## [WHAT IS NEEDED]
Copy the data as given. No line may be skipped.

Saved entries
*-*-*
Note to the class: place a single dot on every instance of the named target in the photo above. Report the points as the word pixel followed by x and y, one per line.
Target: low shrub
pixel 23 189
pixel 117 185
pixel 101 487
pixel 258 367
*-*-*
## [RESPONSE BELOW]
Note to the class: place a single dot on every instance of the named target in the photo above. Report the points as the word pixel followed by x and y, one per line.
Target: low shrub
pixel 23 189
pixel 117 185
pixel 101 487
pixel 258 367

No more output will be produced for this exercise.